---------- Okuma metni

Komünistlerin önemle üzerinde durması ve doğru bir temel üzerinden yükselmesi gereken bir mesele de şudur; materyalist-diyalektik, toplumlar tarihini ele almada ‘toplumlar mutlak dört aşamadan geçerek’ sosyalizme varabilir şeklinde sosyalizm öncesi kapitalist bir toplumu savunmayı ve ona götürmeyi salık veren yanlış ve hatalı anlayışlar mevcuttur
MKP 3. Kongre kararlarının kavranması temelinde, yazı dizimiz devam etmektedir. Bu yazımızda demokratik halk devrimi, sosyalizm ve komünizm anlayışımız üzerine son derece önemli ve temel bir konuya ilişkin yaklaşımımızı açıklamaya çalışacağız.
Bilindiği gibi komünizm ve bu düzlemdeki demokratik halk devrimi ve sosyalizm mücadelesinin rehber ideolojisi, teorisi ve bilimi, toplumsal pratiklerden asla kopuk değildir. Maddi temeli olmadan hiçbir şey subjektif bir iradeyle yaratılamaz. İnsanlar, tarihi “ben (b)öyle istiyorum” diye yazamaz. Bu noktada maddi gerçekliklerden hareket etmek zorundayız. Sosyalizm ve komünizm için maddi temel, bizzat burjuva toplumlarının gerçeğidir. Bu maddi temel olmasaydı sosyalizm için mücadeleden bahsedilemezdi. Aynı zamanda maddi temel kendiliğinden ve kaçınılmaz olarak sosyalizme ve komünizme götürmez. Burada önderliğin rolünü yadsıyan evrimci burjuva liberalizmine de karşı olduğumuzu vurgulayalım. Komünist çizgi ve komünist partinin tayin edici önderlik rolünün gerekli ve zorunluluğunun altını bir kez daha çiziyoruz. Sınıflar mücadelesi gerçekliğinde kendiliğinden devrim, sosyalizm ve komünizm gerçekleşmeyecek aksine devrimci hünerle sınıf mücadelesine iradi müdahale sonucu yön verilerek devrim, sosyalizm ve komünizme doğru ilerlenebilecek ve zaferler elde edilebilecektir. Kendiliğindenci, sözde komünizm, proletarya devrimlerini yadsıyan bir burjuva yönelimidir. Sosyalizm ve komünizmin maddi temelini bugünkü burjuva toplum gerçekliği içerisinde görmeyen, sanki ona dışarıdan dayatılmış bir projeymiş gibi ele alan sübjektif iradeci idealizm de aynı şekilde burjuvadır, metafiziktir.
İktidarı elbette gerekli olan komünist ideolojik -politik bir önderlikte birleşmiş olan başta proletarya olmak üzere halk kitlelerinin icra etmesiyle sağlayacağız. Zorunlulukları onları fethederek devrimci temelde dönüştürme meselesi olarak görüyoruz.

--------------------
---------- Öğeler

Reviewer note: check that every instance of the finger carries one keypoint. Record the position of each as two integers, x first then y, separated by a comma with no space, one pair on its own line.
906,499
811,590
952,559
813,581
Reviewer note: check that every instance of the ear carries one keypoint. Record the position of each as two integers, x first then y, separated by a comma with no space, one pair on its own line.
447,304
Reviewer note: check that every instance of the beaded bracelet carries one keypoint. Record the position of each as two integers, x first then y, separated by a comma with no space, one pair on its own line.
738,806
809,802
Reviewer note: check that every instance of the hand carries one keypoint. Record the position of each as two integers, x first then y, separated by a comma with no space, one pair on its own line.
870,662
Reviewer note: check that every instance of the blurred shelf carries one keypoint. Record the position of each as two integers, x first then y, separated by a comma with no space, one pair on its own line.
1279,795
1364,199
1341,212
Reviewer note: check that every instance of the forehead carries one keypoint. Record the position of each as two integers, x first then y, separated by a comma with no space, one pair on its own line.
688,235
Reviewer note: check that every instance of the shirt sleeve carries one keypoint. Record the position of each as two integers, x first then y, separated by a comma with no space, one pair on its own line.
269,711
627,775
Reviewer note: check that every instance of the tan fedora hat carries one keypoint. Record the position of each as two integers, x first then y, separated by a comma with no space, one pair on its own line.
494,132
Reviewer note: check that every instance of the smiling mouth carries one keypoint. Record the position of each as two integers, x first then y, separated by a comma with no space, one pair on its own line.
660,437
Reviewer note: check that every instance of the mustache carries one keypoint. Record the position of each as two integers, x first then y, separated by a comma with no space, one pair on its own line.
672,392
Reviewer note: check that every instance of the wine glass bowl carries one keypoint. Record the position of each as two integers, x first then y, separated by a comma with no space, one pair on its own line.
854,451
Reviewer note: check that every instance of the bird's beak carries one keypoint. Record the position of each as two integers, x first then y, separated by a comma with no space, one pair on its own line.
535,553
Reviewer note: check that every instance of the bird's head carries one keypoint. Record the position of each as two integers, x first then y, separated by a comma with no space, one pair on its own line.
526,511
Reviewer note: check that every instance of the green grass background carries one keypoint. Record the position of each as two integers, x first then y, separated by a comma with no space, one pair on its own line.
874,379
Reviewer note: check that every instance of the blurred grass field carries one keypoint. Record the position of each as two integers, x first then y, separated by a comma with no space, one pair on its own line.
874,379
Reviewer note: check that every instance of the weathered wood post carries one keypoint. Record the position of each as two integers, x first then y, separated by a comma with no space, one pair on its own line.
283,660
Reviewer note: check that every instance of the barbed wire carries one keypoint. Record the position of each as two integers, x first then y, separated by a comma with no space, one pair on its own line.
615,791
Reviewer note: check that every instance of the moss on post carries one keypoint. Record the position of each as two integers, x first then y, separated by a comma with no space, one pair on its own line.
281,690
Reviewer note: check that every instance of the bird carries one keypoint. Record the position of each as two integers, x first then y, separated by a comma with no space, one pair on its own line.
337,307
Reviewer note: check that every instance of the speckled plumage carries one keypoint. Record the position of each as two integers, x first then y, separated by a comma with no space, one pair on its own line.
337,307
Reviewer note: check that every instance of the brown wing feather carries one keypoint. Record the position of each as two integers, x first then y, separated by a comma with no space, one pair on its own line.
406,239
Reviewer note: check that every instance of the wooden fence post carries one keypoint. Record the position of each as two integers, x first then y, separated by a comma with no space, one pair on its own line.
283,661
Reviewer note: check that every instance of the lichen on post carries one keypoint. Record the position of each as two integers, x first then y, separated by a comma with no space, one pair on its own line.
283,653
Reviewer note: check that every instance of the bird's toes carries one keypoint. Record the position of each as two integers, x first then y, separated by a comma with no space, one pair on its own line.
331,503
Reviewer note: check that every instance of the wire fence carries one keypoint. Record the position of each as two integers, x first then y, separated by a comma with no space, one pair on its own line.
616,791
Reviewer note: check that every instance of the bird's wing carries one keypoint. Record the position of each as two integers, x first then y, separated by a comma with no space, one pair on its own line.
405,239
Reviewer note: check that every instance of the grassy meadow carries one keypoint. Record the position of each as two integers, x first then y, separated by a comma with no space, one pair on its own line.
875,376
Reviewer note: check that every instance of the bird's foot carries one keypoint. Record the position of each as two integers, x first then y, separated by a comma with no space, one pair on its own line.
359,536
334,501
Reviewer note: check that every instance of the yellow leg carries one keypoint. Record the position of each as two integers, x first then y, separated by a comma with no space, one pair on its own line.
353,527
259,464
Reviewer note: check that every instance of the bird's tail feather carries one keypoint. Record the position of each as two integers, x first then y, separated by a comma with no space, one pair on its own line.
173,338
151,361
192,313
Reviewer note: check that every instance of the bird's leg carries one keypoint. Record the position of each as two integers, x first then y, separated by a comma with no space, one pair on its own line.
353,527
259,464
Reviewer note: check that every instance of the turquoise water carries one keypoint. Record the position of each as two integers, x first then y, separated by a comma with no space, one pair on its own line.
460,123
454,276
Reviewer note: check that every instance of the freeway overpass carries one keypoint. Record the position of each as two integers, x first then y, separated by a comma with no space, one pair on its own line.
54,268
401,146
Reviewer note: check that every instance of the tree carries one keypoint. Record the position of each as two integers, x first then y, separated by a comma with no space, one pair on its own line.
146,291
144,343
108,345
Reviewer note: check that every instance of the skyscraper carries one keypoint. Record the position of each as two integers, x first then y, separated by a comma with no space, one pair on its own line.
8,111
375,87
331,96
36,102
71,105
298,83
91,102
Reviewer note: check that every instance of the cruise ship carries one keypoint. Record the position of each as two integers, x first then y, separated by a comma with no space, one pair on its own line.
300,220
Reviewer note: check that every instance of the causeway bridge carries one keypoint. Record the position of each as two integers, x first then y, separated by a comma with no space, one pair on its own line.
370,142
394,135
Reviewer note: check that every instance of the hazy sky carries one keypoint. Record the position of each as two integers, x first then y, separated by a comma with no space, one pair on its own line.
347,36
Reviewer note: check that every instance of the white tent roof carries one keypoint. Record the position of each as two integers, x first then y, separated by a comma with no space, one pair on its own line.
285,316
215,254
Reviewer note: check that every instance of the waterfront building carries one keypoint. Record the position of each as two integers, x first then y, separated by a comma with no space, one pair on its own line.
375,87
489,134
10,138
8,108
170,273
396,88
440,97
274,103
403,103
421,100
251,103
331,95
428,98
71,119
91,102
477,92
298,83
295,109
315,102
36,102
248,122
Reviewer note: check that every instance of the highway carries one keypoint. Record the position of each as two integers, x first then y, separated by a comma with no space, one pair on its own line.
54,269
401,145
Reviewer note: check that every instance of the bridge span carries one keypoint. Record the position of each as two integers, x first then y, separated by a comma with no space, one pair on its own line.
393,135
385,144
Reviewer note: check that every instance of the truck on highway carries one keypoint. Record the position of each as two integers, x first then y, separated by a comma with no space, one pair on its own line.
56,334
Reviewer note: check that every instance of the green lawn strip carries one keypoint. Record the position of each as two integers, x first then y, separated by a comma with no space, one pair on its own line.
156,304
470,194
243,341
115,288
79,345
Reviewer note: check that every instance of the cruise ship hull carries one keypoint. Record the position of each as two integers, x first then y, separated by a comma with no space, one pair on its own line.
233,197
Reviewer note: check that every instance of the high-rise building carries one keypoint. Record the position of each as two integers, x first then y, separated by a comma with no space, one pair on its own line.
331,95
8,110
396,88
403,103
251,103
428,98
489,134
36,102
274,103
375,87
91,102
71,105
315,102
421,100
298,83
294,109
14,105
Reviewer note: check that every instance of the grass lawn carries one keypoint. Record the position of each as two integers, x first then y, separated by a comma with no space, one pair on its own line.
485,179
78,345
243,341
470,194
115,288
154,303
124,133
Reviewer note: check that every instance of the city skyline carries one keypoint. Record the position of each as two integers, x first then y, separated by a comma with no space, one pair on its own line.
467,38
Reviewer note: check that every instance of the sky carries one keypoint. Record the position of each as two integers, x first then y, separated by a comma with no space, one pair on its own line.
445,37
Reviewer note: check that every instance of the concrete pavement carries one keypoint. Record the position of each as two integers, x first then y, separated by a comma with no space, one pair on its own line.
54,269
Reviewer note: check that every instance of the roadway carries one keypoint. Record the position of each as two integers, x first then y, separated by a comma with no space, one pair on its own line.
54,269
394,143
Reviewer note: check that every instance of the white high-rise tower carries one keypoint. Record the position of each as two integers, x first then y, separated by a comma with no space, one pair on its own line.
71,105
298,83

--------------------

• _Yazılı alıştırma 1_
Okuma metninden "Komünistlerin önemle üzerinde" ile "yaklaşımımızı açıklamaya çalışacağız." arasındaki kısmı, her ikisi de dahil, aynen çıkarın.
• _Yazılı alıştırma 2_
Okuma metnindeki "Maddi temeli olmadan hiçbir şey subjektif bir iradeyle yaratılamaz." cümlesini lütfen İngilizceye çevirin.

• _Doğru sonuç 1_
Komünistlerin önemle üzerinde durması ve doğru bir temel üzerinden yükselmesi gereken bir mesele de şudur; materyalist-diyalektik, toplumlar tarihini ele almada ‘toplumlar mutlak dört aşamadan geçerek’ sosyalizme varabilir şeklinde sosyalizm öncesi kapitalist bir toplumu savunmayı ve ona götürmeyi salık veren yanlış ve hatalı anlayışlar mevcuttur
MKP 3. Kongre kararlarının kavranması temelinde, yazı dizimiz devam etmektedir. Bu yazımızda demokratik halk devrimi, sosyalizm ve komünizm anlayışımız üzerine son derece önemli ve temel bir konuya ilişkin yaklaşımımızı açıklamaya çalışacağız.

• _Doğru sonuç 2_
Without a material basis, nothing can be created by a subjective will.